_Aim of the exercise_: Render every line of the items below as a JSON list of strings, one string per line, skipping any blank lines.

----- Extracted records

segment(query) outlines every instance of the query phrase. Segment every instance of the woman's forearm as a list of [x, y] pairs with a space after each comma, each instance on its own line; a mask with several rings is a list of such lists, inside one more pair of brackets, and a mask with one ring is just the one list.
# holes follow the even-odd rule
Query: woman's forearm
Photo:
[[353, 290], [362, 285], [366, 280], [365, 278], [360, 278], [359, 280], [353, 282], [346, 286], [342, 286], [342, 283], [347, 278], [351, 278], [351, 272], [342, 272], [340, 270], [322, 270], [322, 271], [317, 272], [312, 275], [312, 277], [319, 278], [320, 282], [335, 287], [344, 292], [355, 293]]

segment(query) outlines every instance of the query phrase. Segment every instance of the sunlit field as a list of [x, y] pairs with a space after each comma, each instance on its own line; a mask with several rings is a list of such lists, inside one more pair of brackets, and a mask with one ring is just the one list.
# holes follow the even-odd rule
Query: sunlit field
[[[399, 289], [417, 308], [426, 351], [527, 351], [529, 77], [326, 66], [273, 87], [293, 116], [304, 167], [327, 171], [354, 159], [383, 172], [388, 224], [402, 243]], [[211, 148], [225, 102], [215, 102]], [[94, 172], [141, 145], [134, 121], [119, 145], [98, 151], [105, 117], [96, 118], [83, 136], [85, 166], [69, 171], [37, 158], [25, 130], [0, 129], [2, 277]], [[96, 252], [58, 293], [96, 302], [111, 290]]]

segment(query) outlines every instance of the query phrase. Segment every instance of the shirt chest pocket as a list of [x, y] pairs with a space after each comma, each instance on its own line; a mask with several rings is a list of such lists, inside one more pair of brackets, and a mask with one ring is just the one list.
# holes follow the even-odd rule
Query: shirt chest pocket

----------

_Task response_:
[
  "segment(query) outlines every instance of the query phrase. Segment every instance of the woman's forearm as a list of [x, y] pairs with a space after each comma, each instance on its own line; a mask with several rings is a list of such lists, inside one more pair of brackets, and a mask with one ring is just the one list.",
  "# holes follow the even-odd rule",
  "Query: woman's forearm",
  "Photo:",
  "[[353, 290], [362, 285], [366, 280], [365, 278], [360, 278], [359, 280], [353, 282], [346, 286], [342, 286], [342, 283], [347, 278], [351, 278], [351, 272], [342, 272], [340, 270], [322, 270], [322, 271], [317, 272], [312, 275], [312, 277], [319, 278], [320, 282], [335, 287], [344, 292], [355, 293]]",
  "segment(query) outlines every instance of the query phrase. Segment every instance of the sunlit field as a list of [x, y] pairs with a space after each comma, each instance on its own line; a mask with several rings is a list of such lists, inside one more pair of brackets, and a mask with one ring is just the one list.",
  "# holes follow the even-odd rule",
  "Query: sunlit field",
  "[[[399, 289], [417, 308], [426, 351], [527, 351], [529, 77], [326, 66], [273, 87], [293, 116], [304, 167], [327, 171], [354, 159], [383, 172], [388, 224], [402, 243]], [[211, 148], [225, 102], [215, 102]], [[94, 172], [141, 145], [134, 121], [119, 145], [98, 151], [105, 117], [96, 118], [83, 136], [85, 166], [69, 171], [37, 158], [25, 130], [0, 129], [2, 277]], [[96, 252], [58, 293], [96, 302], [111, 290]]]",
  "segment(query) outlines every instance of the query phrase. Segment every instance of the shirt chest pocket as a list of [x, y] pairs with a space after each comma, each instance on its own line; a mask with several rings is a list of such lists, inside one more pair of brackets, and a mask with one ring is just the one list.",
  "# holes follow the even-odd rule",
  "Query: shirt chest pocket"
]